### EXERCISE OBJECTIVE:
Collect every line of the listing below that contains the word "woman", copying each such line in full. Case counts.

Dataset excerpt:
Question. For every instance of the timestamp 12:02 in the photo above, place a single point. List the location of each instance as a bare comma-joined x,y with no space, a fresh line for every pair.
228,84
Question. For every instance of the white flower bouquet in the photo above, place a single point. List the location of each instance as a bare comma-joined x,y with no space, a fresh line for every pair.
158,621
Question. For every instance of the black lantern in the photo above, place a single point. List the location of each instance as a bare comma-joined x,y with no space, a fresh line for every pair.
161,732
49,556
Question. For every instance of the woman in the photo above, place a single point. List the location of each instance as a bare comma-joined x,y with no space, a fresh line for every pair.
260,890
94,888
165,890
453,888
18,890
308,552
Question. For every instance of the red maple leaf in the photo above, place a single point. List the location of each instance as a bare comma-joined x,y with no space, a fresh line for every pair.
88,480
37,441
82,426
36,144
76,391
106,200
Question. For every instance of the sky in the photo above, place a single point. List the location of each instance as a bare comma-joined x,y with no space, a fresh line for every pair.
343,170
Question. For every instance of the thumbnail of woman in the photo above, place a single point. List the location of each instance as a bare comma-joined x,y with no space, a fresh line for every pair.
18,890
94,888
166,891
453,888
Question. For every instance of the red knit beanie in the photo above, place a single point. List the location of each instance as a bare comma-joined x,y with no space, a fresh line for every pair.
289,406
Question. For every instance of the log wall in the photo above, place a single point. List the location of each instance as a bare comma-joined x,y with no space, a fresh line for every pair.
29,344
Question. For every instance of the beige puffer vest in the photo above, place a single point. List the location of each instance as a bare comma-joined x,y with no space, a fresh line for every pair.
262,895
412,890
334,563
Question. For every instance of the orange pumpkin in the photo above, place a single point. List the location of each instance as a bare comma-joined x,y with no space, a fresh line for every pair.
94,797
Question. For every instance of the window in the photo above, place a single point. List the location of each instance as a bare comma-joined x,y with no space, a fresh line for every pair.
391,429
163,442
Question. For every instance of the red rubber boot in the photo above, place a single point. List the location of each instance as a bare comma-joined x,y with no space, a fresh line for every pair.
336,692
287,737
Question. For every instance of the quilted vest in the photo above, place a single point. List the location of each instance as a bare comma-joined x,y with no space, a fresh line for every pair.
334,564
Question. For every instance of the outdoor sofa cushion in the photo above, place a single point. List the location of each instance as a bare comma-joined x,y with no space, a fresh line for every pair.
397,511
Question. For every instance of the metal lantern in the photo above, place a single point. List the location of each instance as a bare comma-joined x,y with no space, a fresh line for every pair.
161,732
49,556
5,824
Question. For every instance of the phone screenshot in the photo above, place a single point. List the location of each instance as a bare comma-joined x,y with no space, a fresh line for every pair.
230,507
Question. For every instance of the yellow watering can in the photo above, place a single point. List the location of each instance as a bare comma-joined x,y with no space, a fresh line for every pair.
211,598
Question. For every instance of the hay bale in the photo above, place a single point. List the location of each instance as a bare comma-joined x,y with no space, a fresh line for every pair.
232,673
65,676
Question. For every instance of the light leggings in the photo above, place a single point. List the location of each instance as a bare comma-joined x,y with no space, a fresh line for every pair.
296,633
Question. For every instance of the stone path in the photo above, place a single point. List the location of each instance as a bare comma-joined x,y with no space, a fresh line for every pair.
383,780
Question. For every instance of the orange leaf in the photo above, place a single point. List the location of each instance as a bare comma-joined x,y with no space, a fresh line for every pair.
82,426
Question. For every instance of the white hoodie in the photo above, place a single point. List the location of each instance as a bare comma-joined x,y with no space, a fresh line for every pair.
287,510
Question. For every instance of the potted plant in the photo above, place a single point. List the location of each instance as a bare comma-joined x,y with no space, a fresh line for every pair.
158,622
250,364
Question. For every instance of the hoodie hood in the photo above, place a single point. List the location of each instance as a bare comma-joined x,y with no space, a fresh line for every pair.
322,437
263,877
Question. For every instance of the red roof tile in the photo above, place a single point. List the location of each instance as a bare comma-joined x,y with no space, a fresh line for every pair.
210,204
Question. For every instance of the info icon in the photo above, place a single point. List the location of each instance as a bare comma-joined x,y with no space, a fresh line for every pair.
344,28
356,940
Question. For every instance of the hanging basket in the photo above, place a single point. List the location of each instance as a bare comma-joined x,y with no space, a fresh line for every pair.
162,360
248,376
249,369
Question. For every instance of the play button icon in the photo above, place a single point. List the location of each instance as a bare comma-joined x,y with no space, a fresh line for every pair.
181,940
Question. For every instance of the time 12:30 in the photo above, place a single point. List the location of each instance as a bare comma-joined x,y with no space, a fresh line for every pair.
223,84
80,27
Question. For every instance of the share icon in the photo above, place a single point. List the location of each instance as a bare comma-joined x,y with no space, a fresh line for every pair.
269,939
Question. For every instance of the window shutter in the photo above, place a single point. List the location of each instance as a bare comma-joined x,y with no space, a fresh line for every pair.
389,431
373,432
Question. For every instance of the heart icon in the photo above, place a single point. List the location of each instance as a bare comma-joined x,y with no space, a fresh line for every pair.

* * *

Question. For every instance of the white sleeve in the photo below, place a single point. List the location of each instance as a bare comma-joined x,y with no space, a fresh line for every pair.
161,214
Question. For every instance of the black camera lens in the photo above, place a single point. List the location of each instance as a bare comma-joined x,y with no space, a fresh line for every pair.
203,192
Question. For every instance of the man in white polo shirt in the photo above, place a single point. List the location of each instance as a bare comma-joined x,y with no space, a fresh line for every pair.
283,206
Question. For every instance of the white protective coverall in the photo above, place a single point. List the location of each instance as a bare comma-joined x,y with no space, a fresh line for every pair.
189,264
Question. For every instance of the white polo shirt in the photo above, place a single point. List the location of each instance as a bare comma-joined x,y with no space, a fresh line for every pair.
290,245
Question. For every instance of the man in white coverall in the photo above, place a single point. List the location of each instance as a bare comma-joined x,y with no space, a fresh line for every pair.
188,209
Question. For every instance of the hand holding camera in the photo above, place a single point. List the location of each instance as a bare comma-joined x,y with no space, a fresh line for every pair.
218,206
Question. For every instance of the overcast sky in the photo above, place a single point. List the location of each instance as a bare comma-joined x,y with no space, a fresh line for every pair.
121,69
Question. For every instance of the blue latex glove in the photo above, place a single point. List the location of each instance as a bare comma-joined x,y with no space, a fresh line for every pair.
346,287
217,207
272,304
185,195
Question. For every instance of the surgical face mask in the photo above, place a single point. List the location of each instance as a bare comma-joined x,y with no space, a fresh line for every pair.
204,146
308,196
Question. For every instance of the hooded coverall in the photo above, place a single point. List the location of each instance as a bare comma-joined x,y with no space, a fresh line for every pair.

### TASK RESULT:
Question. For every instance of the woman in the photo above, place a single point. List the location of each instance as a bare comma-joined x,y with no space, a fresh line for every pair.
Question. For every instance of the thumbnail of woman in the photo above, place a single point. List the location of each instance as a bare comma-joined x,y with no space, a fresh line for every pair.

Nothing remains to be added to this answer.